## LIST OF TASKS
• a. Duplicate everything in the course grading guidelines from "- You are responsible" down to "use your expertise.".
• b. In the course grading guidelines, which hashtag should students use when tweeting?

## DOCUMENT SEGMENT
>> Start

Things come up, systems go down. I'll know when a system goes down. But if there is a serious situation that will prevent you from posting your weekly summary, let me know in advance. Please don't just disappear for a week. Keep me informed so I can accommodate the situation.

=== Evaluation and Grading ===
I'll evaluate your work by how well it meets the Criteria for Engagement, and by your weekly summary. Your summary needs to link to your productions or I won't find them and you won't receive credit for them. If they are not linked when I review your work, I won't return to review them later.

- Preparation. It's best to be prepared for each face to face class so you can make the most of our time face to face.
- You are responsible for catching up on anything you missed in a face to face class. Talk to your colleagues, not me. Attending face to face sessions is smart because we'll be addressing stuff that might not be addressed else where - and others in the class can use your expertise.
- //Presence// - posting regularly, daily, visiting others's weblogs and commenting, tweeting with the #en3177 hashtag - is the online equivalent of attendance. Maintaining a presence signals that you are engaging in the class. If your presence falls too low, I may ask you to drop the course.

I'll review your work and materials for the following:

== demonstrate technical proficiency by ==
- setting up and maintaining a weblog for the course, and using it for course purposes
- ditto wiki pages
- ditto Twitter
- using tags to submit and share material with others in the course
- demonstrate a growing independence in technical matters over the semester
- demonstrate a broadening of media attempted over the semester

== demonstrate knowledge by==
- engaging with the work of others in the class by commenting and responding
- posting regular work with readings and topics on your blog
- engaging (meaning //annotating, sharing, remixing, repurposing// materials both assigned and what you find
- searching for and engaging other materials
- engaging in a continuing refactoring of ideas during the course
- a developing depth and quality in your reflections over the semester

== demonstrate responsibility and academic integrity by ==
- attending face to face classes and maintaining a presence on line
- submitting materials on time
- informally documenting sources in the manners appropriate for the web. Linking, obviously, but look at some weblogs and you'll see how it's done.)
- not cheating

That's the evidence I'll look at during the progress of the course. Here are the criteria I'll use for a final evaluation:

- The complexity of what you take on and how you address it. That is, To what extent have you challenged yourself and the medium?
- The sophistication of ideas with which you address the tasks you set for yourself.

>> End

## INFORMATION SHOWN
>> Start

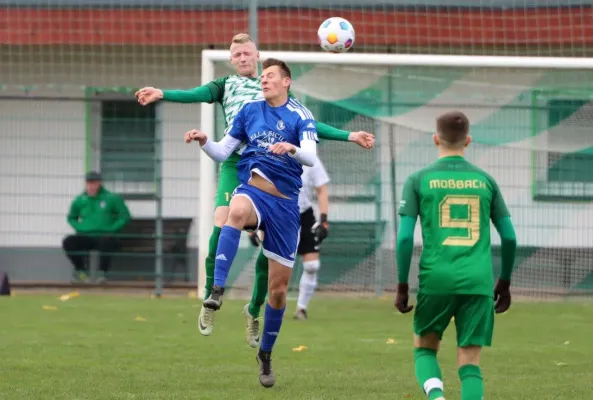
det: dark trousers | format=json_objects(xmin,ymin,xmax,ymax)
[{"xmin": 62, "ymin": 233, "xmax": 119, "ymax": 272}]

>> End

## FINAL ANSWERS
• a.
- You are responsible for catching up on anything you missed in a face to face class. Talk to your colleagues, not me. Attending face to face sessions is smart because we'll be addressing stuff that might not be addressed else where - and others in the class can use your expertise.

• b. #en3177